* begin *

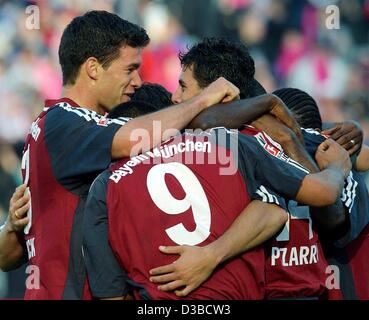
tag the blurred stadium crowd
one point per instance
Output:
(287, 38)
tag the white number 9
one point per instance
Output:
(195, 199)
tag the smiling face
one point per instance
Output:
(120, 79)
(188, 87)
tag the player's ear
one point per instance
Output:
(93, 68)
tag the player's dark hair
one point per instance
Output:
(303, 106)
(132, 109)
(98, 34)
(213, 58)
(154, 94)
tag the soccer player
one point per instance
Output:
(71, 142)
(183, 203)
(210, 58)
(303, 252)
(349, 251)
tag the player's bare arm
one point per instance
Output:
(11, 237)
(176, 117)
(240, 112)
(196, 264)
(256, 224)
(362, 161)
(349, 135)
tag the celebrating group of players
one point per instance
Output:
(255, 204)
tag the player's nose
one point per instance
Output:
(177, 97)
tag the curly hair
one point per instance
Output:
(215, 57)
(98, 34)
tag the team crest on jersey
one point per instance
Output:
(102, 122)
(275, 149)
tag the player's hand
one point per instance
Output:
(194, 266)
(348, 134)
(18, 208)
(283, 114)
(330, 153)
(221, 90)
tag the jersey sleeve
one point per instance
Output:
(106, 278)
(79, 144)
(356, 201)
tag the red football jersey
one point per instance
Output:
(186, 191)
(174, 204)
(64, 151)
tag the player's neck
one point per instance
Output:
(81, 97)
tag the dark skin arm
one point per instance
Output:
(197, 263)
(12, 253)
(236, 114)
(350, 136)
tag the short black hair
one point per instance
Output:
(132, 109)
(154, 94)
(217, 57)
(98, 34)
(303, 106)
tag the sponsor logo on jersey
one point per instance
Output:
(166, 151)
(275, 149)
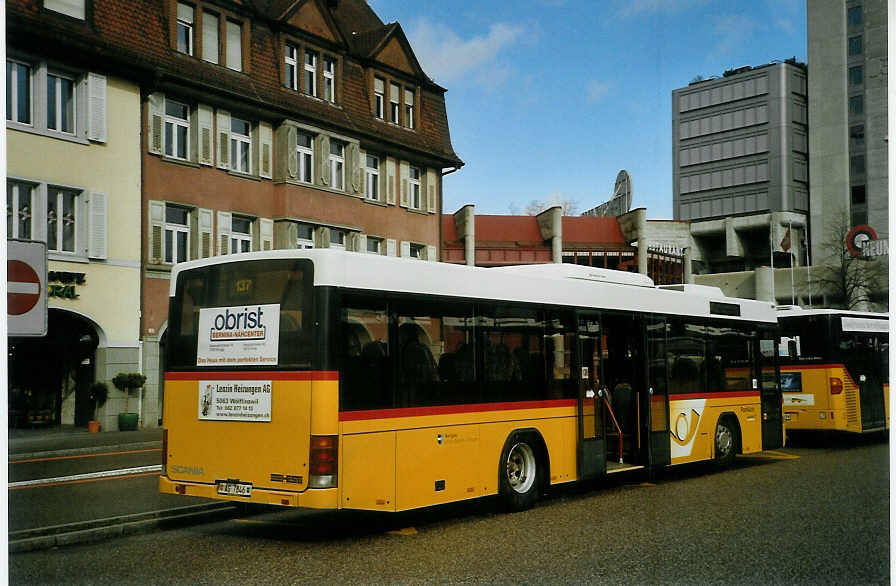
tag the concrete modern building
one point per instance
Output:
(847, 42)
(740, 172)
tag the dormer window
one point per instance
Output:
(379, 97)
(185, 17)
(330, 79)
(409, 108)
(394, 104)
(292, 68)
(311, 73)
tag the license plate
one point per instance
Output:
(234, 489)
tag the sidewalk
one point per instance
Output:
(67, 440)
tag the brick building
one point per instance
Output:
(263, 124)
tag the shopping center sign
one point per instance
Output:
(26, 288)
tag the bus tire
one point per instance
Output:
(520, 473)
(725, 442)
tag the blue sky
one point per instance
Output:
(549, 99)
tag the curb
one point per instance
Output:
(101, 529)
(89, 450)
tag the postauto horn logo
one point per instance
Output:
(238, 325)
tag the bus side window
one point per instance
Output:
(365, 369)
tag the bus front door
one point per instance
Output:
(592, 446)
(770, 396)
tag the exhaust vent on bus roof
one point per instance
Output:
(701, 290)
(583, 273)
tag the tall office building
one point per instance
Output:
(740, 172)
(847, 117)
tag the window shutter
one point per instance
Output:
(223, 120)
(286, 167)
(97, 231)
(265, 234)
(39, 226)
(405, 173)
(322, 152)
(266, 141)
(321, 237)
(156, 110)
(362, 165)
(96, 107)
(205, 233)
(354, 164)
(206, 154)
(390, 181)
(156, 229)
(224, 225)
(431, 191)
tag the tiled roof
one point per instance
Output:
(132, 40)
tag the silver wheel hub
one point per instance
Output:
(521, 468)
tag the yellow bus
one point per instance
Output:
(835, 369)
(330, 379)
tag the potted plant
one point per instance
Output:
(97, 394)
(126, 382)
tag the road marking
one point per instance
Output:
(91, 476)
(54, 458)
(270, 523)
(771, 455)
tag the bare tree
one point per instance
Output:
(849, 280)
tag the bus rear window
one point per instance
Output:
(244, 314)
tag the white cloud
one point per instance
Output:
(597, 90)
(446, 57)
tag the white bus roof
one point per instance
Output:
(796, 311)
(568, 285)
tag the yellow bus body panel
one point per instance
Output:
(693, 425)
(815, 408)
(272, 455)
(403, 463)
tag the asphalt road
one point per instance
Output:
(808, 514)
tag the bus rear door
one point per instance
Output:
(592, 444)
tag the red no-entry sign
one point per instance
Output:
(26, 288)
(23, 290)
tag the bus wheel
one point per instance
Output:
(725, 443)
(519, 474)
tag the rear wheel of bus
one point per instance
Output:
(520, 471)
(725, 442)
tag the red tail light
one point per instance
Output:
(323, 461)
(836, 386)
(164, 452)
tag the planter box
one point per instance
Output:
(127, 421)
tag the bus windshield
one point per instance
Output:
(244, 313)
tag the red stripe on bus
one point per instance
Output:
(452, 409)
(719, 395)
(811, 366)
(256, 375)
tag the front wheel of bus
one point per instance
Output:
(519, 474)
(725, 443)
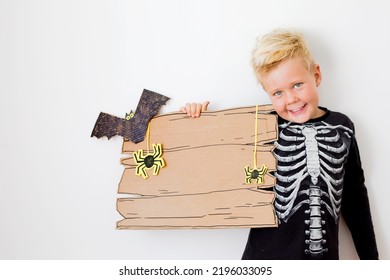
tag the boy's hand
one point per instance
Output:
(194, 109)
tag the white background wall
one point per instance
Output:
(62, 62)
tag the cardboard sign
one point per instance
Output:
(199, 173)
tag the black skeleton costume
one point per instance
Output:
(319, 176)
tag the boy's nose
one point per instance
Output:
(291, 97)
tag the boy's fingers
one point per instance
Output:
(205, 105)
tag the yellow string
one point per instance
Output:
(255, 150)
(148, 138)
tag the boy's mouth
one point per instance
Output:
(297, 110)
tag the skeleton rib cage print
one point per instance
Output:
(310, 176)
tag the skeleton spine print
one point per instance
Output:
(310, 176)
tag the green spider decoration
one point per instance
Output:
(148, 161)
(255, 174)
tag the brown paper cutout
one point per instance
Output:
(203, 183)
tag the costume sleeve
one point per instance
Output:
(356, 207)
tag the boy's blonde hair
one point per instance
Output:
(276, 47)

* end *
* begin *

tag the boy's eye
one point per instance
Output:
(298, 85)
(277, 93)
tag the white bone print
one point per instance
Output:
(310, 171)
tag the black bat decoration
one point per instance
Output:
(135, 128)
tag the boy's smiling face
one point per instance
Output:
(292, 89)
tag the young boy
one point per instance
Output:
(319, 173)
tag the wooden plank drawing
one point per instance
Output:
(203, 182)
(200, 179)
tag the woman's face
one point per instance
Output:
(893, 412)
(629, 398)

* end *
* begin *

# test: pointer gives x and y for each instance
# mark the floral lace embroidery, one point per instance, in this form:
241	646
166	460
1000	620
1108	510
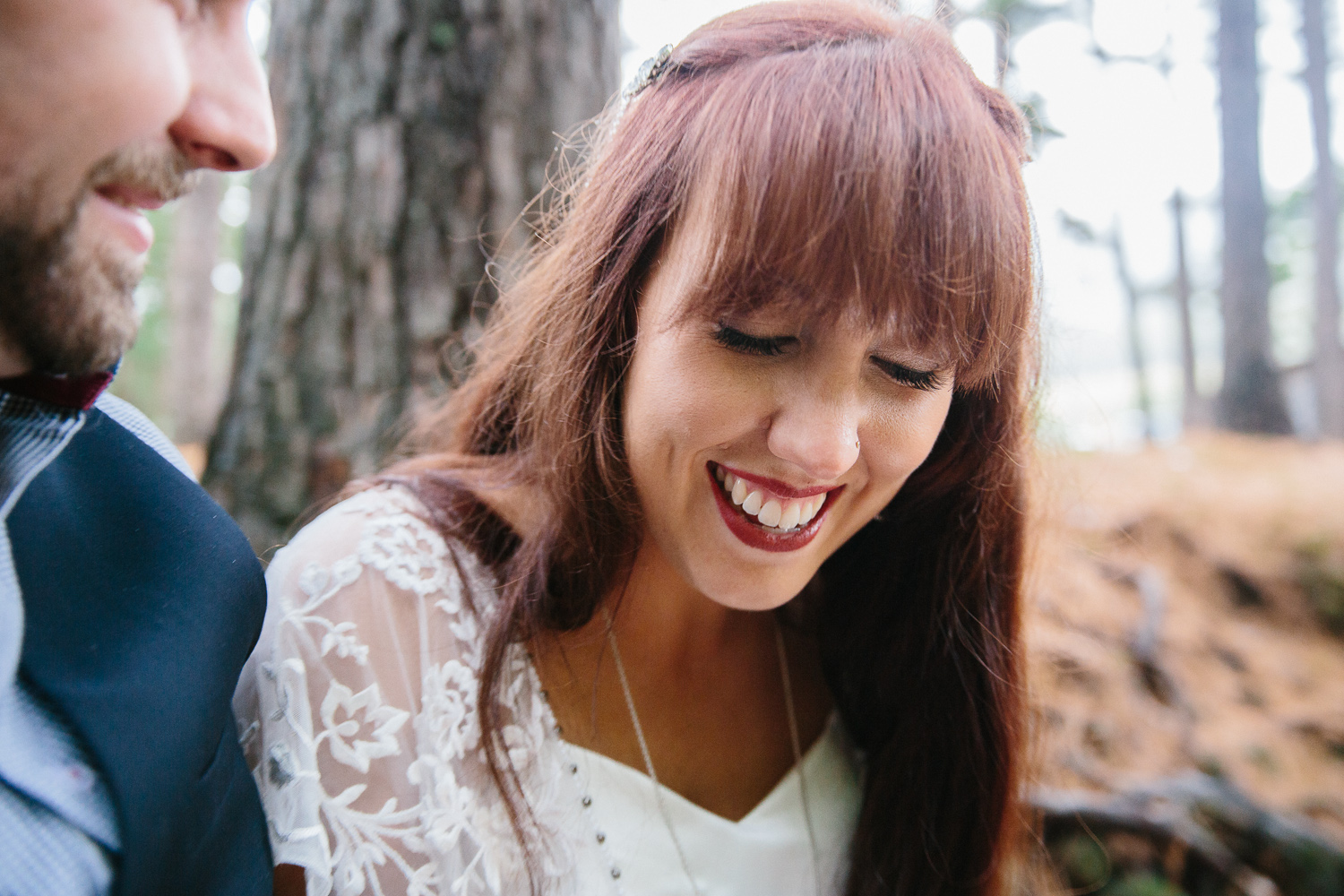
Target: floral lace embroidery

* end *

_STATED TASK:_ Return every row that contains the string "jersey", matching case exactly.

_SOLUTION TO THIS EXERCISE:_
tag the team crest on jersey
tag the jersey sleeve
tag the red football jersey
tag the sponsor logo on jersey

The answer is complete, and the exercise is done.